--- Data supplied ---
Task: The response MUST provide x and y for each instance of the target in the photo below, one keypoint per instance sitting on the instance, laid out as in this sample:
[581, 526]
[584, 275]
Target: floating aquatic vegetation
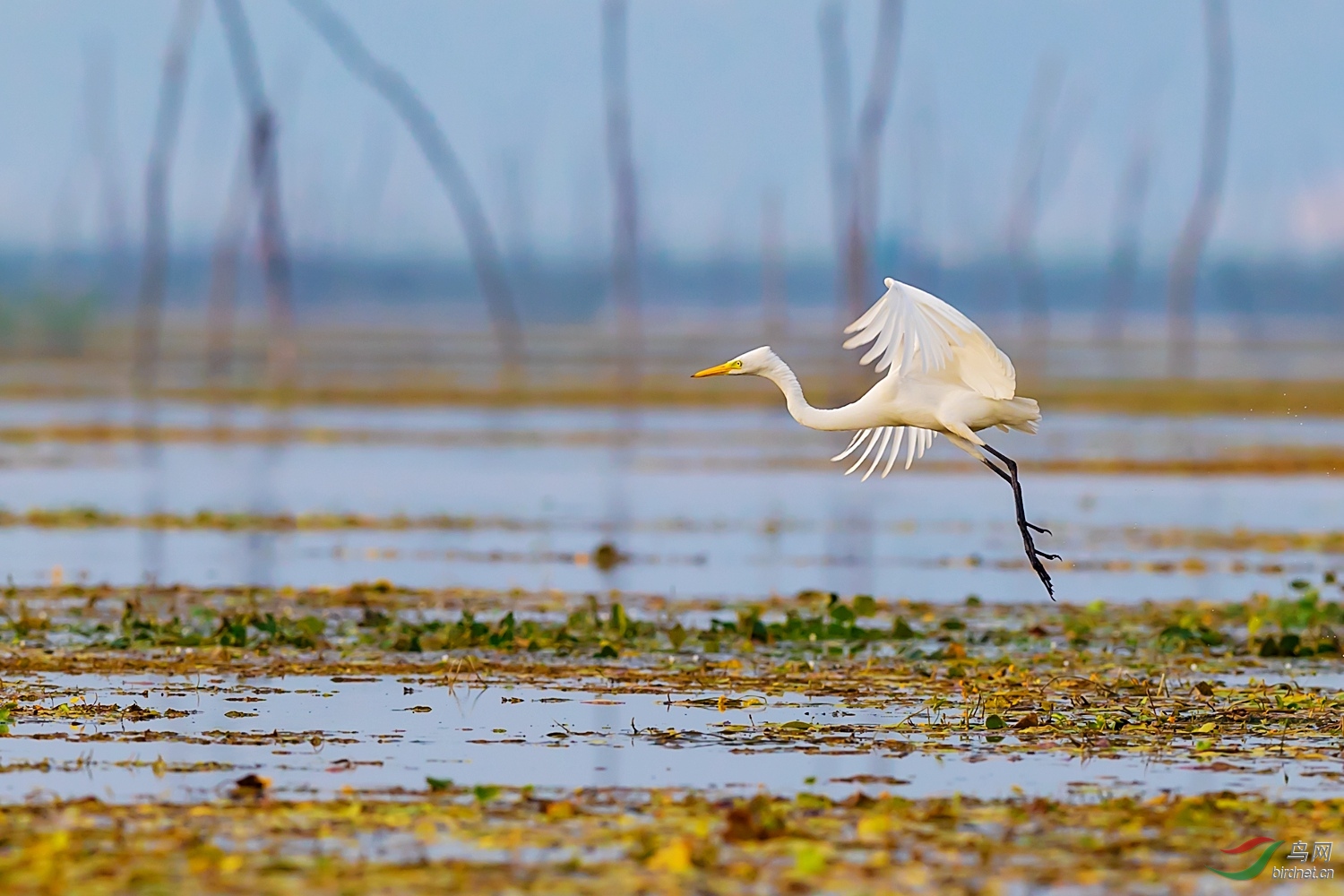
[488, 839]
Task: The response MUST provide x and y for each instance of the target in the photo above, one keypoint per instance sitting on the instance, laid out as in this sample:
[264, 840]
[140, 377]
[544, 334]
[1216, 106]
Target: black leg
[1008, 479]
[1032, 554]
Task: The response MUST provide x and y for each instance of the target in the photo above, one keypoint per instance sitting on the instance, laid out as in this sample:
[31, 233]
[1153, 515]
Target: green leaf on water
[676, 635]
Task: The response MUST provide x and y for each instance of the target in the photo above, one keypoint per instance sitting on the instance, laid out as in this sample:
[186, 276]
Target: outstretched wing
[914, 332]
[881, 438]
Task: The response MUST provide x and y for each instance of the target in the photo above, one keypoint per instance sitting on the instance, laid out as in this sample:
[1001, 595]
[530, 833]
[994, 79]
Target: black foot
[1034, 556]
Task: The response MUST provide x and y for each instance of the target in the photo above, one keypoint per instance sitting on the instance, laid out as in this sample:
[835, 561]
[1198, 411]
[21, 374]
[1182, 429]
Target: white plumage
[943, 376]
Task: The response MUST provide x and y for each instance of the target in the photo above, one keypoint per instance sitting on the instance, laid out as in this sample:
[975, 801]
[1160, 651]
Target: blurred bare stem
[625, 201]
[835, 82]
[155, 265]
[1123, 271]
[1024, 211]
[444, 161]
[281, 355]
[873, 121]
[223, 279]
[1209, 195]
[774, 303]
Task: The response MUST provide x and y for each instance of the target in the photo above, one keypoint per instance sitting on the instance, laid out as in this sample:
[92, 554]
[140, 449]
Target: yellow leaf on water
[809, 858]
[675, 857]
[873, 828]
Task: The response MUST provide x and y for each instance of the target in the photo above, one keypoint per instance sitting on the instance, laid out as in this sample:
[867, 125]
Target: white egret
[946, 378]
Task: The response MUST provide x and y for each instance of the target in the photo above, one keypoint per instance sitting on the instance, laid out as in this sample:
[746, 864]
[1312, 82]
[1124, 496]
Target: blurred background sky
[726, 102]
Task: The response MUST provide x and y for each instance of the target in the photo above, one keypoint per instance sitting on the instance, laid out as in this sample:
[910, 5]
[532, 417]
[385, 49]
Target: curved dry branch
[155, 263]
[1209, 195]
[265, 172]
[445, 164]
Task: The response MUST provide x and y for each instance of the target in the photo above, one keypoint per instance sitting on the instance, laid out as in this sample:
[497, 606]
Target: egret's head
[754, 362]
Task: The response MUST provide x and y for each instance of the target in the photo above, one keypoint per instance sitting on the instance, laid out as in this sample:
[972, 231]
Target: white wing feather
[914, 332]
[887, 441]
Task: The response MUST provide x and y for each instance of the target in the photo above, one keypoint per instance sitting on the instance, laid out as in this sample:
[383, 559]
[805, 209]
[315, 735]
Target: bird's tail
[1027, 417]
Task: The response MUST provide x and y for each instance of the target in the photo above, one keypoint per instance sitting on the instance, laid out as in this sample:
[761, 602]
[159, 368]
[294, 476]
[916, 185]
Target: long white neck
[814, 418]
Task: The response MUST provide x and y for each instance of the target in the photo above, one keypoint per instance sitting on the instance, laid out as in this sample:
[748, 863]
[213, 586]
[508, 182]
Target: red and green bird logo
[1258, 866]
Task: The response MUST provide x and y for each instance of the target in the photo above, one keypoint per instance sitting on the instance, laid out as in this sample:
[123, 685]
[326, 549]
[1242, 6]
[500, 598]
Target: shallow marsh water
[1037, 711]
[731, 504]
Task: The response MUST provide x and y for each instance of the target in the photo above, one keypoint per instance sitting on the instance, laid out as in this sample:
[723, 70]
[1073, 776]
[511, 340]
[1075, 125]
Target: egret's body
[945, 378]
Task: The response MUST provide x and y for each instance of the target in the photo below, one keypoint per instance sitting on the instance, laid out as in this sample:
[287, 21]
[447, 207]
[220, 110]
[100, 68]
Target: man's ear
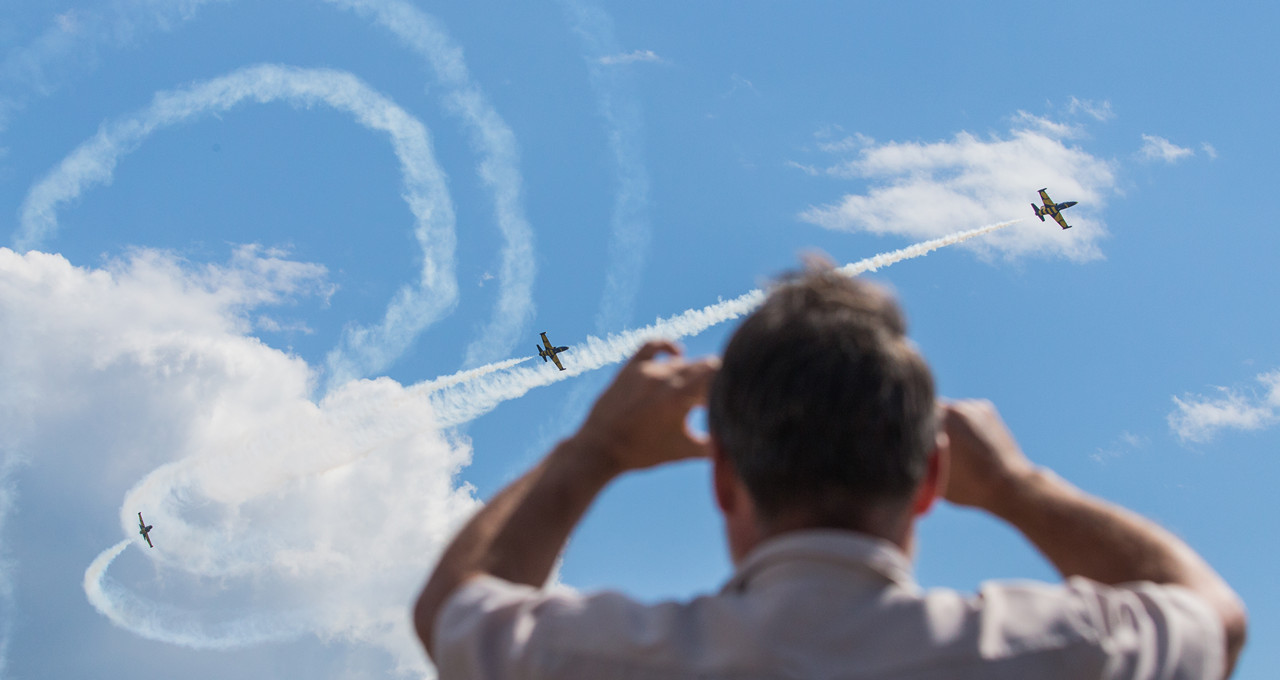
[723, 479]
[935, 482]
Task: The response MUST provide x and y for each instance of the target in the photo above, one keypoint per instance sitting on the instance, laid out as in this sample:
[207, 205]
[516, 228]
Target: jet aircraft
[1051, 209]
[145, 529]
[549, 351]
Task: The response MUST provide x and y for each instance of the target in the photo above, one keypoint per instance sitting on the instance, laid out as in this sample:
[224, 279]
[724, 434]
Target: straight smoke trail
[465, 375]
[465, 400]
[455, 400]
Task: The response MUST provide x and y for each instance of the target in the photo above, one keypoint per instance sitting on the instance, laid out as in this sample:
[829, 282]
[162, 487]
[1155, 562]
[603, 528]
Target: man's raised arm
[639, 421]
[1080, 534]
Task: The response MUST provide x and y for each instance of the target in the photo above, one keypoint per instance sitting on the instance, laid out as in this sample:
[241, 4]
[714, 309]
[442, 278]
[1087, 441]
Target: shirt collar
[830, 546]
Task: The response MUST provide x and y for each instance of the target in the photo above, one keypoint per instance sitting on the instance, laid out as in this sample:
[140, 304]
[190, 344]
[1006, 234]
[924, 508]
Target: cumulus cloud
[1160, 149]
[364, 350]
[1197, 418]
[924, 190]
[274, 515]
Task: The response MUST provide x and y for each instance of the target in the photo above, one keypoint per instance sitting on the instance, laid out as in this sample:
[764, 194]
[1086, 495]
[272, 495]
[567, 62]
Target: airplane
[551, 351]
[1051, 209]
[145, 529]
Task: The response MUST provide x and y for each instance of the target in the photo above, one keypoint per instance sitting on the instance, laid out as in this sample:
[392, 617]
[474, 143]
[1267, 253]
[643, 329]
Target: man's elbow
[1235, 623]
[424, 619]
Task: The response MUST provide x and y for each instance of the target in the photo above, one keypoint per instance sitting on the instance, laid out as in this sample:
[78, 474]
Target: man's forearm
[1083, 535]
[521, 532]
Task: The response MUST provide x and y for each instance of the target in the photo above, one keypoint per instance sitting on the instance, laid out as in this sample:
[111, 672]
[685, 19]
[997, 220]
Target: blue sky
[272, 274]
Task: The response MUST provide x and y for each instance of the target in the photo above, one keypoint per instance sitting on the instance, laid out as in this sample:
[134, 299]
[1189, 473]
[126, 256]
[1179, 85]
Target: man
[826, 446]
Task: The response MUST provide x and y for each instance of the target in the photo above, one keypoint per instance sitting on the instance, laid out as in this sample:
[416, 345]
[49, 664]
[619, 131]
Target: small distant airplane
[145, 529]
[549, 351]
[1051, 209]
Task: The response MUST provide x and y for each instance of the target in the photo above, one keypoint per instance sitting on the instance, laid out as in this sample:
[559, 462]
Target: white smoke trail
[361, 350]
[499, 167]
[466, 401]
[629, 229]
[465, 375]
[167, 624]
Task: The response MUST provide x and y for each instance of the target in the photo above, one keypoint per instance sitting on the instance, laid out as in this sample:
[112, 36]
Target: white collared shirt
[831, 605]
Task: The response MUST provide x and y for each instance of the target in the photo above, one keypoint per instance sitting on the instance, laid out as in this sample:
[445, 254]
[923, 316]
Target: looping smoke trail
[469, 400]
[455, 398]
[165, 624]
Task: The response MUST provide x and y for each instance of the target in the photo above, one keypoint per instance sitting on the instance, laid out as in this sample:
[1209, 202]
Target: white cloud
[631, 58]
[924, 190]
[1197, 418]
[1160, 149]
[1097, 110]
[138, 382]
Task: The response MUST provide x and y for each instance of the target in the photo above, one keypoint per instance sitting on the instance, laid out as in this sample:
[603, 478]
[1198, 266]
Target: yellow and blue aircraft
[145, 529]
[551, 351]
[1051, 209]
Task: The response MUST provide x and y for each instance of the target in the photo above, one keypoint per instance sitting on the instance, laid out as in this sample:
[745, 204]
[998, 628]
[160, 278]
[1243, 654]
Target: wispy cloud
[72, 44]
[923, 190]
[140, 380]
[1160, 149]
[362, 350]
[1198, 418]
[631, 58]
[1098, 110]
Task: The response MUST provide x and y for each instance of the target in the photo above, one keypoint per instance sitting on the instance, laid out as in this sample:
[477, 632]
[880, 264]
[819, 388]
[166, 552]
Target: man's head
[822, 406]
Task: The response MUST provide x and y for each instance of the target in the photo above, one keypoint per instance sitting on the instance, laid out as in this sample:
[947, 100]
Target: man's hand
[640, 419]
[986, 462]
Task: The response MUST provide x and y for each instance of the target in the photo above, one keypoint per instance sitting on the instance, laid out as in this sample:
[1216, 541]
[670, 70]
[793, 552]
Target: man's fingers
[698, 378]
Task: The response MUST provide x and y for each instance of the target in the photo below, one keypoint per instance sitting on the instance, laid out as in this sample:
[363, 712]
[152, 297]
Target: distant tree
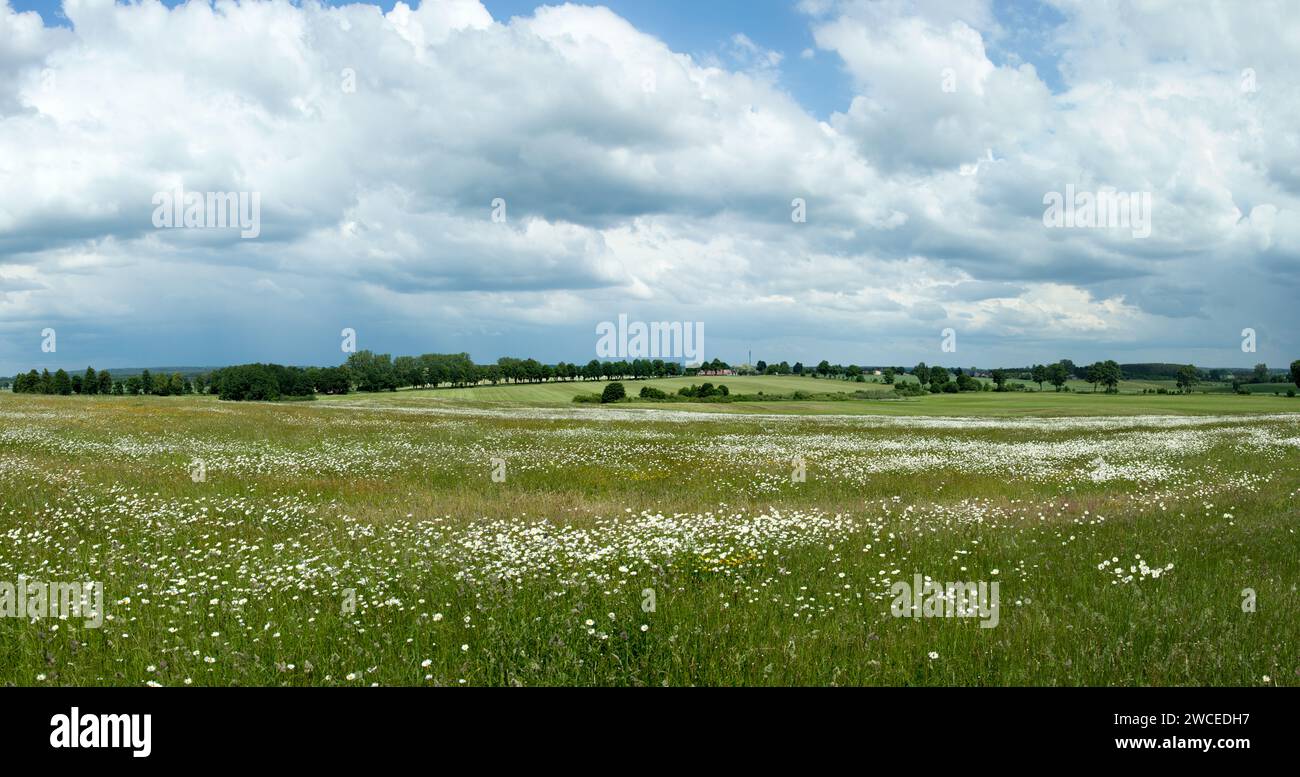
[1058, 374]
[1039, 374]
[939, 378]
[1093, 374]
[375, 372]
[612, 393]
[1110, 374]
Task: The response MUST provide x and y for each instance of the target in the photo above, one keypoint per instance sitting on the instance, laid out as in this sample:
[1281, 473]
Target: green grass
[1079, 402]
[388, 502]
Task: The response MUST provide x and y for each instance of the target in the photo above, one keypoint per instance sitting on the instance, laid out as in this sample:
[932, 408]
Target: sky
---
How to complete this task - Begin at the top of the records above and retype each line exactly until the line containing "[1216, 106]", which is included. Skip all pictures.

Exercise solution -
Task: The response MUST provide x and y for each instance of the target in the photo below, one keypoint per instance sitting on the instance, laid out as in this sample:
[581, 526]
[584, 275]
Target: floating aquatic vegetation
[488, 839]
Task: The response MUST provide x and y for each instance of the target in the photo above, one keypoint per instance sitting on the instance, laid out as in this sample:
[264, 840]
[140, 377]
[544, 334]
[1216, 106]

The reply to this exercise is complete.